::: DATA FOR THIS TASK :::

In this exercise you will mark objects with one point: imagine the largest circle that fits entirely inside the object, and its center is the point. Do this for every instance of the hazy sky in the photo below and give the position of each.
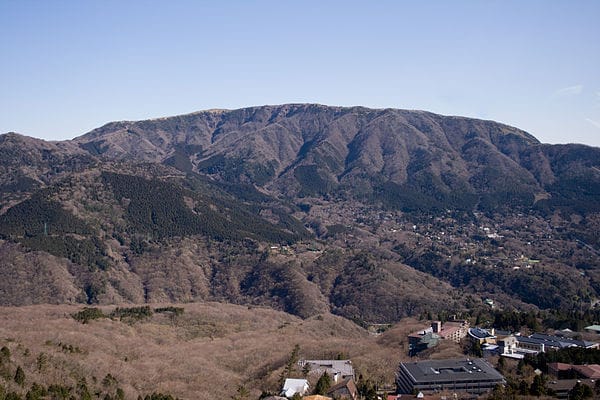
(67, 67)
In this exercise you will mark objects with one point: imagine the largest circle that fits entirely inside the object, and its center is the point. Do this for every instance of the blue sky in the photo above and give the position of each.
(70, 66)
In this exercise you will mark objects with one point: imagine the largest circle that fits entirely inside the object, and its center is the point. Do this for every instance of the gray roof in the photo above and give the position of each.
(554, 341)
(454, 370)
(332, 366)
(480, 333)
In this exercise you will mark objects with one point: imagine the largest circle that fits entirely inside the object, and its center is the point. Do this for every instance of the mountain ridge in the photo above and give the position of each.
(303, 207)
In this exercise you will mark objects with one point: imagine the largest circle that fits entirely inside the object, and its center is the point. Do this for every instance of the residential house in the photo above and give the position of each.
(293, 386)
(344, 390)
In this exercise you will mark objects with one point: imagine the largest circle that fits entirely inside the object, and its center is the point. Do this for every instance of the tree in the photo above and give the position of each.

:::

■ **PROBLEM REQUIREMENTS**: Reproduce all of the data above verbatim, omitting the pictures.

■ **ANSWER TO THE EXERCISE**:
In this exercise you will mark objects with one point: imagine the largest circle that fits entirely inside the object, and its center is the point. Do this for every instance of the hazy sky in the photo below and give the position of each.
(67, 67)
In this exercise you will mark objects with one point: imagine the largest circle that fits entirely inside the object, and its center is the point. Do this for every instance of the blue sky in the photo above and give the position of each.
(70, 66)
In this exercise you will mark objects with one point: imagine the largest circle that fits entirely inside the object, and its center is the point. Do this for every instance of the gray roof in the photo above and give the position of each.
(554, 341)
(454, 370)
(332, 366)
(480, 333)
In this exercise you will mark objects with one point: imagine the largest circle that fits entirely inside the object, and its center is the point. Do this for every instance of the mountain ridge in the photo above and give the position of each.
(303, 207)
In this exercise you will mark objects with one point: imagine the largest circle that fits entirely inside the object, and its center is the point. Do this for every instance of the residential house in the photo above and give the position of each.
(293, 386)
(344, 390)
In this exercise you will mark objects with one point: imagine the largest circle that fits entirely inside the object, and its center is the point. Do this for every instance of the tree in the photo above and give the position of each.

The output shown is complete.